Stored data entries
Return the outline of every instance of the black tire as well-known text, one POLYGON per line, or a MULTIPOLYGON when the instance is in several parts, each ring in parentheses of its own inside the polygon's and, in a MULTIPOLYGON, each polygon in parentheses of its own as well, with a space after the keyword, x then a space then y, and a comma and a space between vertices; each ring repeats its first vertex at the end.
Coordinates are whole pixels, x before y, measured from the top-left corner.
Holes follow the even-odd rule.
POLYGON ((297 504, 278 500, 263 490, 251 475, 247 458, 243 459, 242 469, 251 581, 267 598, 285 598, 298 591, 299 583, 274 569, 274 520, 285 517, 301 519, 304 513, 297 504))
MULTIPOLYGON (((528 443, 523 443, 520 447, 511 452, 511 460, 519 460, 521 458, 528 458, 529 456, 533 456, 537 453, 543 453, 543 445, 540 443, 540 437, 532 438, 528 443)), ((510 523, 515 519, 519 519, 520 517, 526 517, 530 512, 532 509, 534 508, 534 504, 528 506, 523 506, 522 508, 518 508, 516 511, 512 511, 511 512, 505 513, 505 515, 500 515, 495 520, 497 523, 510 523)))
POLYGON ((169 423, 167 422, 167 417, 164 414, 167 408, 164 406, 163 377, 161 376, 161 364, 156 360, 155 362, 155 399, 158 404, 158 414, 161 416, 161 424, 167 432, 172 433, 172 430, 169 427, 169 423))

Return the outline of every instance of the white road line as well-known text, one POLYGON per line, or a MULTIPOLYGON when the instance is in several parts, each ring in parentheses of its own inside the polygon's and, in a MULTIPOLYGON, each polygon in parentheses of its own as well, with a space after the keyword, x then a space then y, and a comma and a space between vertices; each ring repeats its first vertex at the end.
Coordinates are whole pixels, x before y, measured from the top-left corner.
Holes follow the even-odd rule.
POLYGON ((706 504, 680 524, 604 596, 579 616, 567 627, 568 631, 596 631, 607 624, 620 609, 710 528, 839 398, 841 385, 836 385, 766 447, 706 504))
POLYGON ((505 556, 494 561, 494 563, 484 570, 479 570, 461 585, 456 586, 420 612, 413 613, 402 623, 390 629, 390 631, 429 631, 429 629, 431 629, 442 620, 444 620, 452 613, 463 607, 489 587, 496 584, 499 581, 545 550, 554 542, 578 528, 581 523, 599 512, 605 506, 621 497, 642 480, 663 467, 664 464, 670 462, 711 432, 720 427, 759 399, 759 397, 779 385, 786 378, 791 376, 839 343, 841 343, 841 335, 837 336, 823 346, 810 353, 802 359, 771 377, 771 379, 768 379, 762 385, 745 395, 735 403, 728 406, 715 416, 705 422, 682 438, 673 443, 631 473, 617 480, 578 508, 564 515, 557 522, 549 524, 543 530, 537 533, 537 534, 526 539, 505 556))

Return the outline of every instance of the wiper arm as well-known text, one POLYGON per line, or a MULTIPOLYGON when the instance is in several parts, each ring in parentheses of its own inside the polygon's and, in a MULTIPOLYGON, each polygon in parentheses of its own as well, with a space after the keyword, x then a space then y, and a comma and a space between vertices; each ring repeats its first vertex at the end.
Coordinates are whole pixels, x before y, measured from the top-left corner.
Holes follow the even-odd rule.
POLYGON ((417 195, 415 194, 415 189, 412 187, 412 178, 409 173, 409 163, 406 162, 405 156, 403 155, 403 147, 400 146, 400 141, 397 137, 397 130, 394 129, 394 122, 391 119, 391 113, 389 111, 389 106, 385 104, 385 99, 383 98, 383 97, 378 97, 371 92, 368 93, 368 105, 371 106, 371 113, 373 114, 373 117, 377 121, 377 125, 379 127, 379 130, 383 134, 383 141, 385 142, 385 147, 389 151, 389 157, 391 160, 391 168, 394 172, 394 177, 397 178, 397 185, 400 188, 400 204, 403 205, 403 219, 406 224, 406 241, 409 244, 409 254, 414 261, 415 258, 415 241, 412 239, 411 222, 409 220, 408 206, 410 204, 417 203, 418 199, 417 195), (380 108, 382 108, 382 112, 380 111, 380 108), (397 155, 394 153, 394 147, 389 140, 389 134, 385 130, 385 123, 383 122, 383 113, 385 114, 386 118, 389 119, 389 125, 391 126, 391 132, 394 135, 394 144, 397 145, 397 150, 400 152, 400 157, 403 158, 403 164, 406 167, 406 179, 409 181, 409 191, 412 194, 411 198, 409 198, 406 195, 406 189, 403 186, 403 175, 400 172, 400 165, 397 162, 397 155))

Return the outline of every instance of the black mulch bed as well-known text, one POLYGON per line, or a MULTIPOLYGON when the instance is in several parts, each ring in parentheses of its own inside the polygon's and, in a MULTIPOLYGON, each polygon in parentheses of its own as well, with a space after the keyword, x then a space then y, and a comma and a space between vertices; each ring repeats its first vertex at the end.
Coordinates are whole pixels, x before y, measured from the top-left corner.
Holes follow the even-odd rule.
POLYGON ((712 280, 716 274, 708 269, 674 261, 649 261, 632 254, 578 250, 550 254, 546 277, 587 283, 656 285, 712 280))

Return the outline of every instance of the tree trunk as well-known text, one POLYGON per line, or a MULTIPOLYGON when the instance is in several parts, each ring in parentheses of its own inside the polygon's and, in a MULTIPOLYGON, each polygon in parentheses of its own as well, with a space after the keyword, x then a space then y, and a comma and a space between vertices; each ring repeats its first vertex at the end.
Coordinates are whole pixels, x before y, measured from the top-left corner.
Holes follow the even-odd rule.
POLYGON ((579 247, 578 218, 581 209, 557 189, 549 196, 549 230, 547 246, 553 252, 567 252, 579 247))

▸ SHORT TASK
Update the material above by replacing each "whole pixels" with "integer pixels" and leaving every other part as it is.

▸ RESPONSE TO THE TASK
Return the outline of every instance of the black tire as well-known text, one POLYGON per line, or a MULTIPOLYGON when the instance is in several parts, each ring in parentheses of its own inside the polygon's and, in a MULTIPOLYGON, each polygon in parentheses of its own as well, with a space after the keyword, x then a space then y, and a comma and a space between vertices; each ring repeats its first vertex at the end.
Coordinates are integer pixels, x before y, measured from the top-left corner.
Holes follow the even-odd rule.
POLYGON ((297 504, 278 500, 263 490, 251 475, 247 458, 243 459, 242 469, 251 581, 267 598, 285 598, 298 591, 299 583, 274 569, 274 520, 285 517, 301 519, 304 513, 297 504))
MULTIPOLYGON (((528 443, 523 443, 520 447, 511 452, 511 460, 519 460, 521 458, 528 458, 529 456, 533 456, 537 453, 543 453, 543 445, 540 443, 540 437, 532 438, 528 443)), ((510 523, 515 519, 519 519, 520 517, 526 517, 530 512, 532 509, 534 508, 534 504, 528 506, 523 506, 522 508, 518 508, 516 511, 512 511, 511 512, 505 513, 505 515, 500 515, 495 520, 497 523, 510 523)))
POLYGON ((169 423, 167 422, 167 417, 164 414, 167 408, 164 406, 163 377, 161 376, 161 364, 156 360, 155 362, 155 399, 158 404, 158 414, 161 416, 161 424, 167 432, 172 433, 172 430, 169 427, 169 423))

Return the outline of every instance of the white road line as well-known text, one POLYGON per line, or a MULTIPOLYGON when the instance is in several parts, each ring in parentheses of its own inside the polygon's and, in a MULTIPOLYGON, each polygon in parentheses of its own as well, with a space after the keyword, x then a space then y, and a comma and a space between vertices; each ring repeats its first vertex at the end.
Coordinates are integer pixels, x before y, measured from the top-left corner.
Holes follow the even-odd rule.
POLYGON ((706 504, 680 524, 604 596, 579 616, 567 627, 568 631, 596 631, 607 624, 620 609, 710 528, 839 398, 841 385, 836 385, 766 447, 706 504))
POLYGON ((505 556, 494 561, 494 563, 484 570, 479 570, 461 585, 456 586, 420 612, 413 613, 402 623, 390 629, 390 631, 429 631, 429 629, 431 629, 442 620, 444 620, 452 613, 463 607, 489 587, 496 584, 499 581, 545 550, 554 542, 578 528, 581 523, 599 512, 605 506, 621 497, 642 480, 663 467, 664 464, 670 462, 711 432, 720 427, 759 399, 759 397, 779 385, 786 378, 791 376, 839 343, 841 343, 841 335, 837 336, 823 346, 810 353, 802 359, 771 377, 771 379, 768 379, 762 385, 745 395, 735 403, 728 406, 715 416, 705 422, 682 438, 673 443, 631 473, 617 480, 578 508, 564 515, 557 522, 549 524, 543 530, 537 533, 537 534, 526 539, 505 556))

Return the outline of every instance of the wiper arm as well-known text, one POLYGON per line, or a MULTIPOLYGON when the instance is in several parts, each ring in parentheses of its own inside the polygon's and, in a MULTIPOLYGON, each polygon in parentheses of its own as well, with a space after the keyword, x then a space then y, and a comma and a space between vertices; each ring repeats its first vertex at the end.
Coordinates are integer pixels, x before y, measured from the top-left corner.
Holes follow the even-odd rule.
POLYGON ((417 195, 415 194, 415 189, 412 187, 412 178, 409 173, 409 163, 406 162, 405 156, 403 155, 403 147, 400 146, 400 141, 397 137, 397 130, 394 129, 394 122, 391 119, 391 113, 389 111, 389 106, 385 104, 385 99, 383 98, 383 97, 378 97, 371 92, 368 93, 368 105, 371 106, 371 113, 373 114, 373 117, 377 121, 377 125, 379 127, 379 130, 383 134, 383 141, 385 142, 385 147, 389 151, 389 157, 391 160, 391 168, 394 172, 394 177, 397 178, 397 185, 400 188, 400 204, 403 205, 403 219, 406 224, 406 241, 409 244, 409 254, 414 261, 415 258, 415 241, 412 239, 411 222, 409 220, 408 206, 410 204, 417 203, 418 199, 417 195), (380 108, 382 108, 382 112, 380 111, 380 108), (397 155, 394 153, 394 147, 389 140, 389 134, 385 130, 385 123, 383 122, 383 113, 385 114, 386 118, 389 119, 389 125, 391 126, 391 132, 394 135, 394 144, 397 145, 397 150, 400 152, 400 157, 403 158, 403 164, 406 167, 406 179, 409 181, 409 191, 412 194, 411 198, 409 198, 406 195, 406 189, 403 186, 403 175, 400 172, 400 165, 397 162, 397 155))

Return the outline of every instance of the black mulch bed as well-known text, one POLYGON per line, or a MULTIPOLYGON when the instance is in several parts, each ring in parentheses of its own inside the polygon's and, in a MULTIPOLYGON, each polygon in parentheses of its own as well, with a space after the keyword, x then a space then y, and a comma and a space between vertices; each ring repeats its first vertex at the end.
Coordinates are integer pixels, x before y, measured from the top-left corner.
Holes follow the even-odd rule.
POLYGON ((712 280, 716 274, 708 269, 674 261, 649 261, 632 254, 578 250, 550 254, 546 277, 587 283, 656 285, 712 280))

Return the outline of every instance of the tree trunk as well-known text, one POLYGON per line, or a MULTIPOLYGON when the instance is in several parts, each ring in parentheses of its own inside the polygon's and, in a MULTIPOLYGON, each polygon in parentheses of its own as well, with a space after the keyword, x then a space then y, and a comma and a space between vertices; each ring repeats its first vertex at the end.
Coordinates are integer pixels, x before y, measured from the top-left corner.
Holes follow the even-odd rule.
POLYGON ((579 247, 578 218, 581 209, 557 189, 549 196, 549 230, 547 246, 553 252, 567 252, 579 247))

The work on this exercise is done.